Aim:
Pick out every line of the data below that contains the word "front", and list those lines in the order they appear.

-- Begin --

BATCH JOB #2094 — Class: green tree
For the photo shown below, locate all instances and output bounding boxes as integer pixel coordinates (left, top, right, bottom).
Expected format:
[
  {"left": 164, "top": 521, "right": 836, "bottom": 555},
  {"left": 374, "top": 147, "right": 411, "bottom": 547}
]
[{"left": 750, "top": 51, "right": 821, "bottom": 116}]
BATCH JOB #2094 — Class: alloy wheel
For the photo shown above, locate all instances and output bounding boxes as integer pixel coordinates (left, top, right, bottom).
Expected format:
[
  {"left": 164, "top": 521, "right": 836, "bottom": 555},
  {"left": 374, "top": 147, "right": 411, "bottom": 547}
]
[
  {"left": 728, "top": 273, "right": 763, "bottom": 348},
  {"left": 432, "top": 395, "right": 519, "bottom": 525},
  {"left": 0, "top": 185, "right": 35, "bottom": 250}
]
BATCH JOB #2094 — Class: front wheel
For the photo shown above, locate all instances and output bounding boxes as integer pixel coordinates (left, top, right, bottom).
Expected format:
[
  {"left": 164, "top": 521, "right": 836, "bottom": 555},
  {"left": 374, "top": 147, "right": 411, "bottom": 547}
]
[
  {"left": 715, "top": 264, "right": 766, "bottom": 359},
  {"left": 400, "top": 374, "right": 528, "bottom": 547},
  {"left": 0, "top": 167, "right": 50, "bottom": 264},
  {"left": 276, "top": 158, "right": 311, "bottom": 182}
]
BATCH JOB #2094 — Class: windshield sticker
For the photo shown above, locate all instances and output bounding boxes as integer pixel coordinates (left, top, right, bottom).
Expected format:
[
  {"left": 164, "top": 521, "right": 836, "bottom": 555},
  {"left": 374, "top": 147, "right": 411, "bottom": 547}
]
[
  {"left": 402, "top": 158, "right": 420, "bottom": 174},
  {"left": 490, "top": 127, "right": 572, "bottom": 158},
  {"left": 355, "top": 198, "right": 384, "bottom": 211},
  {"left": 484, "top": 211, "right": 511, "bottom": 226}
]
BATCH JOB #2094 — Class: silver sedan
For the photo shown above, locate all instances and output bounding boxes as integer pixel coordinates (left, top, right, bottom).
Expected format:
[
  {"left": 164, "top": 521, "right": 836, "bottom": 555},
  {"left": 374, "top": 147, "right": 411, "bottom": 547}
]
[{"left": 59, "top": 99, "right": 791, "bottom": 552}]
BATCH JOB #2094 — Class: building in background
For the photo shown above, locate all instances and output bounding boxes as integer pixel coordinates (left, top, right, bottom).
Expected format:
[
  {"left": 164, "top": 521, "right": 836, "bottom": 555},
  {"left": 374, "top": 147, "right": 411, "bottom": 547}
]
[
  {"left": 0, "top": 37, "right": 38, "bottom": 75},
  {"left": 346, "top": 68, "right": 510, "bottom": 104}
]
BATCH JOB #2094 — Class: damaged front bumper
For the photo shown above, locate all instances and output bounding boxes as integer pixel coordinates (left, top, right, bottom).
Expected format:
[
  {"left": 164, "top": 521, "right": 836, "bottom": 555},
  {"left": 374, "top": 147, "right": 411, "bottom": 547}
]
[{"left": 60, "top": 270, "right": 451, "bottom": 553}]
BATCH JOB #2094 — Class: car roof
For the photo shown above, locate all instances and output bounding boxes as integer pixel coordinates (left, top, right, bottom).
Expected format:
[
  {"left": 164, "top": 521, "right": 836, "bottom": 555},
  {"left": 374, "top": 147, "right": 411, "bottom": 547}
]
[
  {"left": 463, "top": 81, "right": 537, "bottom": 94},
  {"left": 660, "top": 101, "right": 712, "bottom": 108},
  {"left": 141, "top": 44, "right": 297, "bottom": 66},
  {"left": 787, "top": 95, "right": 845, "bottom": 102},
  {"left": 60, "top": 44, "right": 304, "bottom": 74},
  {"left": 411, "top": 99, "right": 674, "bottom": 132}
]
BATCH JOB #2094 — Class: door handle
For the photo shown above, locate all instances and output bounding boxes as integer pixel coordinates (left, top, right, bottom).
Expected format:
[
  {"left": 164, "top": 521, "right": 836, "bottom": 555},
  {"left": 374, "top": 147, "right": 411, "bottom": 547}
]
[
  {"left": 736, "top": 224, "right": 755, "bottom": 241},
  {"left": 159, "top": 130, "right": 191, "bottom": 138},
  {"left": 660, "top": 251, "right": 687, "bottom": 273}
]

-- End --

Solution:
BATCH JOB #2094 — Class: front wheel
BATCH JOB #2094 — Class: damaged front bumper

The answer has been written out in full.